Repeat everything in the material exactly.
● ● ● ●
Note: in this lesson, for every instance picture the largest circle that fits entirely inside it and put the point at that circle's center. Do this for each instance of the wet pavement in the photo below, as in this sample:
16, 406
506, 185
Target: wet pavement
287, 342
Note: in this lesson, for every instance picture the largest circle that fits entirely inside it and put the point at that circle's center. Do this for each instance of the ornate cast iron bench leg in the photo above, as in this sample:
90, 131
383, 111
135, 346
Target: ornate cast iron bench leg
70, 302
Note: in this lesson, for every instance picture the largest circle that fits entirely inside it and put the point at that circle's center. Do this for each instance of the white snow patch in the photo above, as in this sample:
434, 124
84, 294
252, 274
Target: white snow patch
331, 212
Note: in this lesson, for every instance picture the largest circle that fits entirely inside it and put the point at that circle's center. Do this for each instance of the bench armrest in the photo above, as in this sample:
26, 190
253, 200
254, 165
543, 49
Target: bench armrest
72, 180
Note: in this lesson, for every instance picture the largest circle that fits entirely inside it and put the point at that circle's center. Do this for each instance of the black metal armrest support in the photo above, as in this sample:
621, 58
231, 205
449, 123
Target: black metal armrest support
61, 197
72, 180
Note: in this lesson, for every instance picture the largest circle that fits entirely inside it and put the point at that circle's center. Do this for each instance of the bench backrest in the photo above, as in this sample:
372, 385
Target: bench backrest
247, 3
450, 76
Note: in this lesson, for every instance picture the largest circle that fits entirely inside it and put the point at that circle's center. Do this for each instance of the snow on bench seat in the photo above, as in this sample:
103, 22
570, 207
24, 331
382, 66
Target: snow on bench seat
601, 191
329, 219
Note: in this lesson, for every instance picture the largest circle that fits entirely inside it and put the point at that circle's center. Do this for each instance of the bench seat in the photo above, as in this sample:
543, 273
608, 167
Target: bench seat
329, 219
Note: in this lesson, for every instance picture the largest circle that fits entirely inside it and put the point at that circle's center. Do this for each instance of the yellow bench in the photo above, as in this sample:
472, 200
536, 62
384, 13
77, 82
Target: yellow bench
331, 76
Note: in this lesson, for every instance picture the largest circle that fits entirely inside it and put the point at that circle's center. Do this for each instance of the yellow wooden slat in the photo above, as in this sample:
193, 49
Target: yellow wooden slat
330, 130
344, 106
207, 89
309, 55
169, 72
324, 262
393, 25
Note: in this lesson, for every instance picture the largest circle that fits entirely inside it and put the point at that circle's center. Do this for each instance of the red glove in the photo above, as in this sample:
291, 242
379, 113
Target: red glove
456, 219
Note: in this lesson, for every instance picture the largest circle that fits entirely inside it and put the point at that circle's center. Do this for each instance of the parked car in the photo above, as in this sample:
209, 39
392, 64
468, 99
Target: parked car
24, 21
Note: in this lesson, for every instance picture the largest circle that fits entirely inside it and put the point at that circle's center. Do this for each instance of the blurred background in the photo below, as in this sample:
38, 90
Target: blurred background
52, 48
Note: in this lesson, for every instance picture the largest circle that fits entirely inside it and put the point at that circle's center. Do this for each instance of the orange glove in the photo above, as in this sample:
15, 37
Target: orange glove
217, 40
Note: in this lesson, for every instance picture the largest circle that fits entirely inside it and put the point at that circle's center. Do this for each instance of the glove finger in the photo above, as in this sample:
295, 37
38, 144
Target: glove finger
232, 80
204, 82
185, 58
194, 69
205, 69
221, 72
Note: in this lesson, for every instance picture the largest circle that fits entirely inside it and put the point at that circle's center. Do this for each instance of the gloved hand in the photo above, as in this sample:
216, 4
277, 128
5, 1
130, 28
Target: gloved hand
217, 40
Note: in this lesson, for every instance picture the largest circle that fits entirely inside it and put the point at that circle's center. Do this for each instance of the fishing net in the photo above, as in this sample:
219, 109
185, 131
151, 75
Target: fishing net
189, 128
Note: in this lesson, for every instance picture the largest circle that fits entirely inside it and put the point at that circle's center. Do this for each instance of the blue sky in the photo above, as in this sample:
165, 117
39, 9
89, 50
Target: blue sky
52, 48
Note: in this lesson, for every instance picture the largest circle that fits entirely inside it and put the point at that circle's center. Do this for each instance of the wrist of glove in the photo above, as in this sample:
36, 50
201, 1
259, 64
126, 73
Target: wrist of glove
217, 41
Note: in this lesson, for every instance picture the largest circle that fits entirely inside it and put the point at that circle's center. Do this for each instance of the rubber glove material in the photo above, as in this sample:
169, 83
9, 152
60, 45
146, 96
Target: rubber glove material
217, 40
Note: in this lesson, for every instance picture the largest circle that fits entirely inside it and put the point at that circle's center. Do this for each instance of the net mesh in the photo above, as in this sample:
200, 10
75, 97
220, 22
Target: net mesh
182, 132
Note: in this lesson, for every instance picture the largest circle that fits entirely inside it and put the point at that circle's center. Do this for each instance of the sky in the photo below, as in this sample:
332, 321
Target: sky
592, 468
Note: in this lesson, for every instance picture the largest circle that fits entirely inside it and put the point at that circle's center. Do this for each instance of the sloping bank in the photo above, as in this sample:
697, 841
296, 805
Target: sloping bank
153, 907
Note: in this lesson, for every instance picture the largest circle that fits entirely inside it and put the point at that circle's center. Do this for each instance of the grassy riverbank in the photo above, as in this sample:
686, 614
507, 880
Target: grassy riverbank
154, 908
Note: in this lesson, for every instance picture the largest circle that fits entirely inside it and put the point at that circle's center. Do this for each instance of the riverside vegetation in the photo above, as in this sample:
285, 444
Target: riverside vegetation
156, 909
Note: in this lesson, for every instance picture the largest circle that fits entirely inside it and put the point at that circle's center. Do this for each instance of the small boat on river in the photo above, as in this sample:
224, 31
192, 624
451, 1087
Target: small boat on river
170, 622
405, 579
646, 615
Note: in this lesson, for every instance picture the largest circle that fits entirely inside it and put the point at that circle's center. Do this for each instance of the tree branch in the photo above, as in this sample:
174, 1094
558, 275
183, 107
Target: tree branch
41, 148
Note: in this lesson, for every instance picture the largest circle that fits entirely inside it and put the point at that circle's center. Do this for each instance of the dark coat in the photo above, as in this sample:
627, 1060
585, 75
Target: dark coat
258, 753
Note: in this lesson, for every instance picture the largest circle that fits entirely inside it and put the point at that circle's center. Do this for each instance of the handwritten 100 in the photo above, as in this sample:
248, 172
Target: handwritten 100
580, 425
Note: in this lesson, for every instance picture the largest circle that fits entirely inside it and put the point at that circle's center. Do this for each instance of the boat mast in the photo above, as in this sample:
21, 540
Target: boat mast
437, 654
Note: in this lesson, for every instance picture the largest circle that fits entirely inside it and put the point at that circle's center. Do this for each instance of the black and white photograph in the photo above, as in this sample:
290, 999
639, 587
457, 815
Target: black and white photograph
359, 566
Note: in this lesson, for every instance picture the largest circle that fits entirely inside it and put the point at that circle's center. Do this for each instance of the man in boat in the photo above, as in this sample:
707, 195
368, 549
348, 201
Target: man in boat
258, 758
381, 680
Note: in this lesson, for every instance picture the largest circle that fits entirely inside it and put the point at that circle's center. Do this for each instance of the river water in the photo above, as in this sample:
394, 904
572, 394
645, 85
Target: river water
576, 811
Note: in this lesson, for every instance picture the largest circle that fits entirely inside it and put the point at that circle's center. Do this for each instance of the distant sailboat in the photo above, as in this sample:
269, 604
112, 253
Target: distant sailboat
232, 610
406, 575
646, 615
● ● ● ●
- Task response -
Note: in this lesson, for every instance picture the largest circle that fits entirely inside it and put the point at that circle's center. Do this for each instance of the wet pavement in the photo below, as in this sample:
16, 406
506, 185
Target: wet pavement
287, 342
Note: in this lesson, for every instance picture the largest circle that fits entirely inside it and put the point at that circle's center. Do this for each instance of the ornate cast iron bench leg in the photo above, as in this sample:
90, 131
383, 111
135, 346
Target: ornate cast iron bench leg
70, 302
Note: in this lesson, for every instance picture the largest circle that fits entirely inside it and put the point at that circle's center. Do this for each instance of the white snow patch in the photo above, as in this sample:
434, 124
84, 294
252, 274
Target: white snow patch
331, 212
Note: in this lesson, for every instance picture the largest circle that fits entirely inside it and put the point at that circle's center. Do this for each instance of the bench armrest in the photo above, as in this sample:
26, 190
253, 200
254, 165
543, 49
Target: bench armrest
72, 180
Note: in this lesson, for every instance picture the largest circle that fits entirely inside it and put the point at that circle's center. Do this for each instance of the black metal armrest support in the photo above, as in this sample:
621, 58
231, 205
449, 123
Target: black metal armrest support
61, 197
72, 180
Note: in this lesson, for every instance picture the largest circle that fits entirely inside it and put the point at that circle's center. Do this for each instance of the bench backrest in the photo above, as in this sample:
372, 385
Target: bench backrest
247, 3
450, 76
Note: in this lesson, for every instance picture the largest circle that fits entirely inside it and put the point at that circle's center. Do this for each instance of the snow on bench seat in the photo above, as in this sample:
103, 22
570, 207
24, 331
382, 66
Target: snow on bench seat
601, 191
329, 219
Note: in this lesson, for every instance picture the largest circle that fits entirely inside it and put the point at that circle's center. Do this for each instance of the bench seat in the photo above, as in this sample:
543, 273
608, 167
Target: bench seat
329, 219
Note: in this lesson, for every instance picture the largest circle that fits entirely inside it and put the point at that circle's center. Do this for each instance of the yellow bench in the photo above, as in this sample:
472, 200
536, 62
384, 13
77, 82
Target: yellow bench
331, 76
Note: in this lesson, for every instance picture the largest circle that fits entirely inside it and put the point at that circle's center. Do this for each instance of the yellow wooden slat in the photo above, as in this sample:
193, 49
Target: yellow wooden slat
330, 130
344, 106
207, 89
309, 55
169, 72
324, 262
393, 25
Note: in this lesson, for every instance picture the largest circle that fits entirely inside it and put the point at that circle's center. Do this for each instance of the red glove in the photo above, as in this sample:
291, 242
379, 113
Target: red glove
456, 219
Note: in this lesson, for every instance picture the largest circle that fits entirely inside it and put the point at that circle's center. Do this for each instance of the parked car in the photo above, as in this sample:
209, 39
392, 64
468, 99
Target: parked car
24, 21
Note: in this lesson, for every instance picture the largest circle that fits entirely inside it and put the point at that circle's center. Do this for each instance of the blurred background in the photo below, as in this sample:
38, 90
Target: blurred background
52, 48
Note: in this lesson, for every instance picture the largest circle that fits entirely inside it and put the point at that circle's center. Do this for each instance of the orange glove in the photo above, as in this sample:
15, 37
Target: orange glove
217, 40
Note: in this lesson, for every instance picture the largest circle that fits entirely inside it and put the point at that circle's center. Do this for each instance of the glove finger in the photo above, as in this sample:
295, 37
38, 144
Target: glove finger
232, 80
204, 82
185, 58
194, 69
205, 69
221, 72
Note: in this lesson, for every instance picture the largest circle that fits entirely inside it and put the point at that circle's center. Do this for each instance of the gloved hand in the photo above, as in this sample:
216, 4
277, 128
5, 1
130, 28
Target: gloved hand
217, 40
Note: in this lesson, for every instance picture the largest circle that fits entirely inside it and put the point at that circle's center. Do this for each instance of the fishing net in the photo above, as in this sample:
219, 109
185, 131
151, 75
Target: fishing net
189, 128
Note: in this lesson, for every instance picture the largest circle that fits entirely inside it and put the point at that circle's center. Do this for each instance of the blue sky in the photo above, as in this sample:
165, 117
39, 9
89, 50
Target: blue sky
52, 48
Note: in this lesson, for every instance picture the largest circle that fits entirely inside it and put the point at that circle's center. Do this for each instance of the wrist of glove in the photo above, as in this sample:
36, 50
201, 1
259, 64
126, 73
Target: wrist of glove
217, 41
Note: in this lesson, for every instance picture the largest circle that fits entirely inside it and put the point at that circle's center. Do this for each instance of the rubber glove material in the photo above, as in this sample:
169, 83
9, 152
60, 45
146, 96
Target: rubber glove material
217, 40
Note: in this lesson, for every instance picture the largest circle that fits entirely inside it and put the point at that circle's center. Do this for each instance of the net mesh in the photo above, as in this sample:
200, 10
75, 97
220, 22
Target: net mesh
182, 132
Note: in this lesson, for every instance picture the largest circle that fits entirely inside it and put the point at that circle's center. Do this for each instance of the sky in the photo below, as in this sample:
332, 321
Target: sky
592, 468
Note: in this lesson, for every instance picture the largest circle that fits entirely inside it and put the point at that circle's center. Do this for each instance of the sloping bank in the photo above, as in this sample:
697, 841
296, 805
Target: sloping bank
153, 907
Note: in this lesson, for every instance picture the largest circle that fits entirely inside it and put the point at that circle's center. Do this for each instance of the grassy riverbank in the photo above, as in this sample:
686, 614
507, 880
Target: grassy riverbank
154, 908
Note: in this lesson, for every instance picture the largest circle that fits entirely inside it and put the point at that circle's center. Do this for each instance of the riverside vegetation in the photo above, as in this sample:
285, 444
Target: riverside vegetation
156, 909
Note: in this lesson, for every instance picture the largest circle that fits entirely inside it and put the point at that circle's center. Do this for each instance of the small boat on river in the photo above, as in this sample:
224, 31
192, 624
451, 1087
Target: small boat on river
170, 622
405, 579
646, 615
Note: in this lesson, for every instance picture the largest circle that fits entirely inside it and put the point at that circle's center. Do this for each instance of the tree branch in the photo above, as in this sample:
174, 1094
558, 275
183, 107
Target: tree branch
41, 148
Note: in this lesson, for every instance picture the largest circle that fits entirely inside it and put the point at that circle's center. Do this for each instance of the dark coat in the photo above, as in this sample:
627, 1060
585, 75
Target: dark coat
258, 753
Note: in this lesson, for every instance picture the largest circle that fits entirely inside it and put the point at that circle's center. Do this for each instance of the handwritten 100 in the photo above, as in this sample:
248, 172
Target: handwritten 100
580, 425
Note: in this lesson, for every instance picture the largest circle that fits entirely inside it and put the point at that circle's center. Do this for each instance of the boat mast in the photo above, as in this sample:
21, 540
Target: boat mast
437, 654
Note: in this lesson, for every instance picture the largest circle that fits entirely inside it and put the point at that circle's center. Do this for each instance of the black and white photograph in the photo above, as in this sample:
290, 999
639, 587
457, 815
Target: black and white photograph
359, 566
Note: in this lesson, for every instance picture the largest circle that fits entirely inside it and put the point at that circle's center. Do this for each instance of the man in boat in the photo above, as in this sample:
707, 195
368, 549
348, 201
Target: man in boat
258, 758
381, 680
Note: in this lesson, for every instance picture the largest circle that fits entirely inside it and put the point at that circle's center. Do this for each instance of the river water in the photo above, as in this sample:
394, 904
572, 394
645, 85
Target: river water
576, 811
Note: in this lesson, for every instance picture the largest circle that fits entirely inside it and put the point at that circle's center. Do this for each instance of the distant sailboat in the photo above, as in this sample:
269, 604
112, 253
Target: distant sailboat
232, 610
406, 575
646, 615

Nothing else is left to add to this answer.